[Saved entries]
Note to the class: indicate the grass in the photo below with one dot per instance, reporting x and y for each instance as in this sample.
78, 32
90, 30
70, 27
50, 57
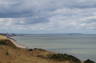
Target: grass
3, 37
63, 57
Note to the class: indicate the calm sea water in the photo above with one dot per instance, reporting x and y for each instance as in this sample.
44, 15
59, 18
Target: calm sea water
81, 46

--

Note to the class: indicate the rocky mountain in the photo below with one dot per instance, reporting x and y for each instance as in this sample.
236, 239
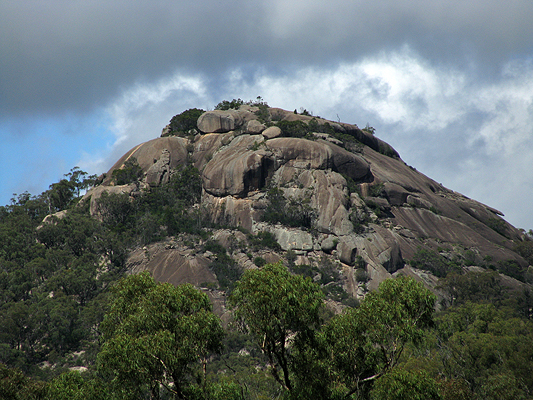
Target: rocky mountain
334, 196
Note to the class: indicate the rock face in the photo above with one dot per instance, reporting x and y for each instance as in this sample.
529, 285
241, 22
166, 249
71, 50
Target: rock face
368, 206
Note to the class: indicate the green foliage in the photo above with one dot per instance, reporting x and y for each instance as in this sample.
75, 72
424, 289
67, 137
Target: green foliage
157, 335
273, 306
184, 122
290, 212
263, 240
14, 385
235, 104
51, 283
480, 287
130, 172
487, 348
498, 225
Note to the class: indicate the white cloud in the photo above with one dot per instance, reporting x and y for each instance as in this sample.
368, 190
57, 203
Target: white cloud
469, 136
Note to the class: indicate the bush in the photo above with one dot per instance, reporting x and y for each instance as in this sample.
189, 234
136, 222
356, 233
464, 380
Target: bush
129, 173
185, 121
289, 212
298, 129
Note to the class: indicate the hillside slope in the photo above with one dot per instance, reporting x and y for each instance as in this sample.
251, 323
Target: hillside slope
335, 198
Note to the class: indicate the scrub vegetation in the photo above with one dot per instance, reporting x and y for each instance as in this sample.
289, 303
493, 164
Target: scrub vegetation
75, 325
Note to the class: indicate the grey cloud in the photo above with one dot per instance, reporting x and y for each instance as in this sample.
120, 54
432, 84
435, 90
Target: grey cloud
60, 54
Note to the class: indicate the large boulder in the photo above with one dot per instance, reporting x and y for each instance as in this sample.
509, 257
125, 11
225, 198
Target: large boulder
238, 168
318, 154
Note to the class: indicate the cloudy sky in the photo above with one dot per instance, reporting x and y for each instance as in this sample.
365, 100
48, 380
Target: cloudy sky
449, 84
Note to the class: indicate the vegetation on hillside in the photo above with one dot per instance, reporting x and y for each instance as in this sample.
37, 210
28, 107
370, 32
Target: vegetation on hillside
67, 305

▶ WORK ORDER:
Whenever a line of the data includes "below", copy that line.

▶ REPLY TO THE TASK:
Note to the class: indicate the grass in the photo below with one dot per instance, reporting x and y for each instance as in this sample.
Note to the class: indicate the rocky mountain in the photo below with one dot per instance, reporting x and y for each instance as in this sample.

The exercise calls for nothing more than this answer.